- [Data for this task]:
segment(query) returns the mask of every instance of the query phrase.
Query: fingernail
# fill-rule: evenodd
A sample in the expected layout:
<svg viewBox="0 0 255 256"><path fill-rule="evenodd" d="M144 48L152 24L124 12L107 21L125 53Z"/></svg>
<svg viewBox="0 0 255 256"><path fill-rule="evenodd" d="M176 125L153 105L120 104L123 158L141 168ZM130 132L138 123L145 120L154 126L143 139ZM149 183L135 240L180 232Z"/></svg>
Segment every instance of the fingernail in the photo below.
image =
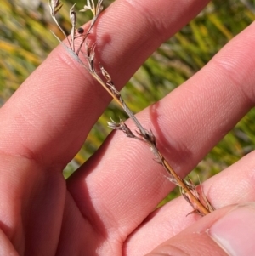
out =
<svg viewBox="0 0 255 256"><path fill-rule="evenodd" d="M255 255L255 203L236 207L214 223L208 234L229 255Z"/></svg>

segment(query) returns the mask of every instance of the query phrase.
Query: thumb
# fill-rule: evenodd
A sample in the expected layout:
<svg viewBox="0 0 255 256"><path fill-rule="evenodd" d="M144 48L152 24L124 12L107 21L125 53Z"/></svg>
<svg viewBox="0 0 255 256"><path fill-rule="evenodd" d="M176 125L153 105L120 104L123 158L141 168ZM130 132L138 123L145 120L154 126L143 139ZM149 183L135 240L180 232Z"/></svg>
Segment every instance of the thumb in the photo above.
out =
<svg viewBox="0 0 255 256"><path fill-rule="evenodd" d="M255 202L217 210L147 256L255 255Z"/></svg>

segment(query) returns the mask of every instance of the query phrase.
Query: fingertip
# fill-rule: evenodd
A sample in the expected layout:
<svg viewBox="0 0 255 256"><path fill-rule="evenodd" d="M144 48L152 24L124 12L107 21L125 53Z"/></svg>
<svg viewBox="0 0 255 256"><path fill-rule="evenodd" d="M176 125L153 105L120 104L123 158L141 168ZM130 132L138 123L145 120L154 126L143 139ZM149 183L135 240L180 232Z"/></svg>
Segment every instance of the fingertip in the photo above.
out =
<svg viewBox="0 0 255 256"><path fill-rule="evenodd" d="M224 208L201 219L147 256L253 255L254 219L254 202Z"/></svg>

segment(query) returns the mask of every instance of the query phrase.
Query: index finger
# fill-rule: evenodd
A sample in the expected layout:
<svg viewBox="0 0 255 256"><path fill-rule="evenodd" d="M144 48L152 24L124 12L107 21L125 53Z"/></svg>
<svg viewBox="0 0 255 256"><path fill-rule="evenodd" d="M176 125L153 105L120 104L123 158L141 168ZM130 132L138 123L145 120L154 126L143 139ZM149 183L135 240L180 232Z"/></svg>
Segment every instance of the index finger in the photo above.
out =
<svg viewBox="0 0 255 256"><path fill-rule="evenodd" d="M99 60L122 88L159 45L208 1L119 0L94 29ZM121 25L121 26L120 26ZM0 111L0 150L61 167L110 98L58 47Z"/></svg>

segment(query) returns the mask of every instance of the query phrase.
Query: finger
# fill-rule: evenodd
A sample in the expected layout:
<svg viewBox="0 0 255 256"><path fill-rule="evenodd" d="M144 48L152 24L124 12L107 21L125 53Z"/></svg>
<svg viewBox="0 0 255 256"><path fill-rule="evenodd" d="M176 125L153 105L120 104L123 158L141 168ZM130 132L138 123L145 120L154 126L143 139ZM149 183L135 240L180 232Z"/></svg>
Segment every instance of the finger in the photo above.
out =
<svg viewBox="0 0 255 256"><path fill-rule="evenodd" d="M254 202L223 208L202 218L147 255L252 255L254 219Z"/></svg>
<svg viewBox="0 0 255 256"><path fill-rule="evenodd" d="M144 127L153 130L159 148L181 176L253 105L254 31L252 24L187 82L138 115ZM96 209L95 219L96 213L107 208L105 221L114 219L116 231L121 229L127 234L173 185L144 145L124 138L120 132L112 137L69 185L84 215L89 212L85 208L88 202ZM89 192L82 201L84 191Z"/></svg>
<svg viewBox="0 0 255 256"><path fill-rule="evenodd" d="M207 2L116 1L102 14L92 36L97 61L122 87L162 41ZM60 46L1 109L4 139L0 150L63 167L80 149L110 100Z"/></svg>
<svg viewBox="0 0 255 256"><path fill-rule="evenodd" d="M203 191L211 203L220 208L226 205L255 201L255 151L248 154L224 171L202 184ZM177 198L154 211L125 243L128 255L148 253L154 247L181 232L200 217L182 198Z"/></svg>

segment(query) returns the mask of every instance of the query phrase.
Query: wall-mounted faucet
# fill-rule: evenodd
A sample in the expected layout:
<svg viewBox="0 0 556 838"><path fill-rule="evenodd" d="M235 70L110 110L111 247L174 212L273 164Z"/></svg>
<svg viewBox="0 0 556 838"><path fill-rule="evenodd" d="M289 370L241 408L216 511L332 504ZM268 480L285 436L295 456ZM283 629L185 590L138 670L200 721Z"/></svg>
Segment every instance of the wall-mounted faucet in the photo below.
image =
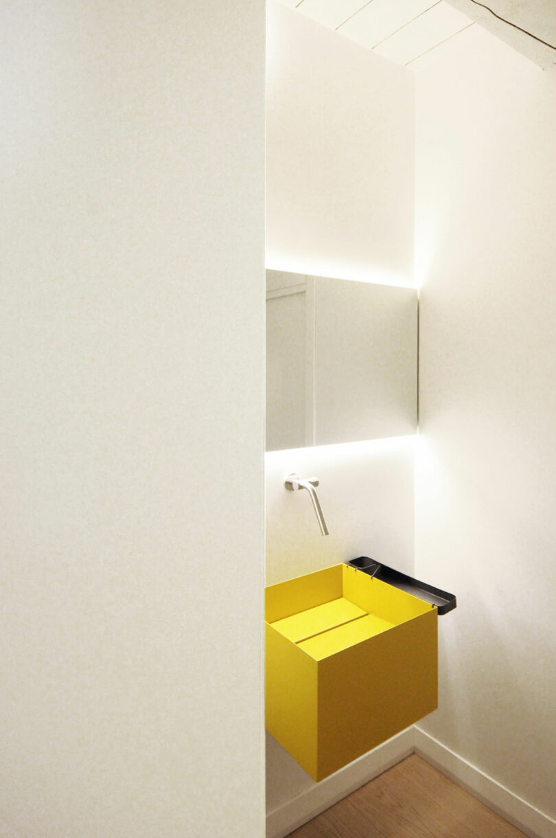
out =
<svg viewBox="0 0 556 838"><path fill-rule="evenodd" d="M290 492L296 492L299 489L306 489L307 492L311 495L311 499L312 501L313 509L315 510L315 515L317 515L318 525L321 528L321 532L323 535L327 535L328 528L327 527L327 522L324 520L322 510L321 509L321 504L318 502L317 492L315 491L315 486L318 486L318 479L316 477L309 477L306 480L301 480L296 474L288 474L284 481L284 485L287 489L289 489Z"/></svg>

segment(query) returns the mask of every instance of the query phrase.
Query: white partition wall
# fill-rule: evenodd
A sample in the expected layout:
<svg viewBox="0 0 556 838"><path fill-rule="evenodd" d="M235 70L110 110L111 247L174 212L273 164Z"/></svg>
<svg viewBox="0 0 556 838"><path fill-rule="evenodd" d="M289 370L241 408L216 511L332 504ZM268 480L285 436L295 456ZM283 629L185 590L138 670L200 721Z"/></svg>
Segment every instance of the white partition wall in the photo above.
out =
<svg viewBox="0 0 556 838"><path fill-rule="evenodd" d="M458 598L421 727L553 819L555 132L554 72L478 26L418 75L415 573Z"/></svg>
<svg viewBox="0 0 556 838"><path fill-rule="evenodd" d="M264 13L0 13L3 836L264 833Z"/></svg>

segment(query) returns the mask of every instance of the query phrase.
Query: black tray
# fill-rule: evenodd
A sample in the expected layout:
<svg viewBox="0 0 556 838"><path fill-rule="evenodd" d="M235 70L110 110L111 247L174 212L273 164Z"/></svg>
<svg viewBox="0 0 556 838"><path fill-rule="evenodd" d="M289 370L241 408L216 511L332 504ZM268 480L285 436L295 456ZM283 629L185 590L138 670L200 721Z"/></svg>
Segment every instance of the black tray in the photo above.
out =
<svg viewBox="0 0 556 838"><path fill-rule="evenodd" d="M368 573L369 576L380 579L381 582L388 582L389 585L398 587L400 591L405 591L425 603L435 605L439 614L447 614L449 611L453 611L456 606L456 597L453 593L440 591L438 587L433 587L432 585L427 585L426 582L414 579L413 577L409 577L405 573L394 571L393 567L388 567L379 561L369 559L367 556L350 559L348 564L350 567L355 567L356 570L363 571L363 573Z"/></svg>

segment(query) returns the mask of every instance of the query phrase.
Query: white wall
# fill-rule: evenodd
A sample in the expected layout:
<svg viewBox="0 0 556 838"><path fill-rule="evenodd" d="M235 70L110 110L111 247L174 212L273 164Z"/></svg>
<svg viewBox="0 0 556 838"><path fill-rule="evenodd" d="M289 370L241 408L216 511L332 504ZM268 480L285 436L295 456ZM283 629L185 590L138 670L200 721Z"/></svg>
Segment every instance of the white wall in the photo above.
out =
<svg viewBox="0 0 556 838"><path fill-rule="evenodd" d="M266 266L413 282L414 80L268 4Z"/></svg>
<svg viewBox="0 0 556 838"><path fill-rule="evenodd" d="M0 832L260 838L264 8L0 33Z"/></svg>
<svg viewBox="0 0 556 838"><path fill-rule="evenodd" d="M556 816L556 75L475 26L417 83L416 573L457 594L421 727Z"/></svg>
<svg viewBox="0 0 556 838"><path fill-rule="evenodd" d="M413 76L274 3L267 41L267 266L410 284ZM267 584L361 554L409 572L414 442L267 454ZM292 471L319 478L330 535ZM266 758L269 812L314 789L271 737Z"/></svg>

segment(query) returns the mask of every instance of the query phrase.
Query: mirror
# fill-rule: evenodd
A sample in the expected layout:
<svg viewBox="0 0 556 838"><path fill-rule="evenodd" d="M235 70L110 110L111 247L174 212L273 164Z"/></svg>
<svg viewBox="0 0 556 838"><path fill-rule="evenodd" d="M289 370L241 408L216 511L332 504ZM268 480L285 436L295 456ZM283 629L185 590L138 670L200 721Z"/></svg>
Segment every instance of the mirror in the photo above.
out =
<svg viewBox="0 0 556 838"><path fill-rule="evenodd" d="M417 292L266 272L266 450L414 433Z"/></svg>

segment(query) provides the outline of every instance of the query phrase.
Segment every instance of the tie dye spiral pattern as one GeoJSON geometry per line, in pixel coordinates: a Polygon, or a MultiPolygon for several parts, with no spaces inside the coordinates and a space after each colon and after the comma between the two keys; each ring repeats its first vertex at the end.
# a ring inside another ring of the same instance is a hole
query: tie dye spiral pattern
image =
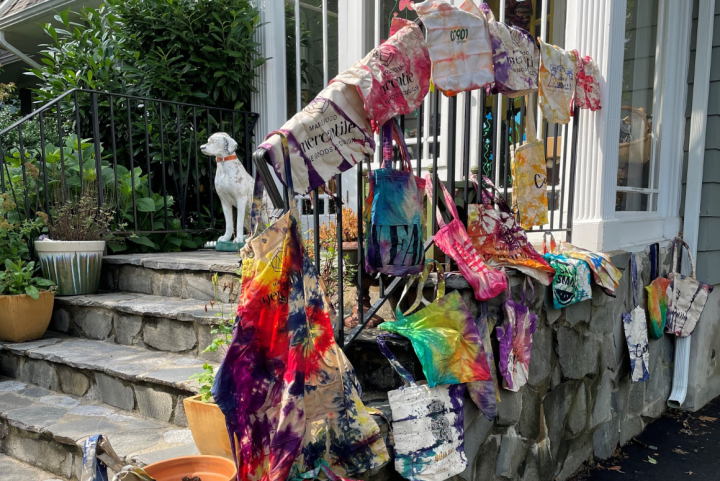
{"type": "Polygon", "coordinates": [[[235,331],[212,389],[239,442],[238,480],[285,481],[318,459],[346,477],[389,459],[335,344],[333,309],[303,251],[298,217],[293,206],[242,252],[235,331]]]}

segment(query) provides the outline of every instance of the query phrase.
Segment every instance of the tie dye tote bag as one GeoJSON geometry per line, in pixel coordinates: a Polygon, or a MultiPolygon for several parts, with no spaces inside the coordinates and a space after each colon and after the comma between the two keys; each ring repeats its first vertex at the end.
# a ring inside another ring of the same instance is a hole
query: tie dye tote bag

- [Exercise instructions]:
How many lines of the data above contain the string "keys"? Case counts. Reply with the number alone.

- [Solution to this task]:
2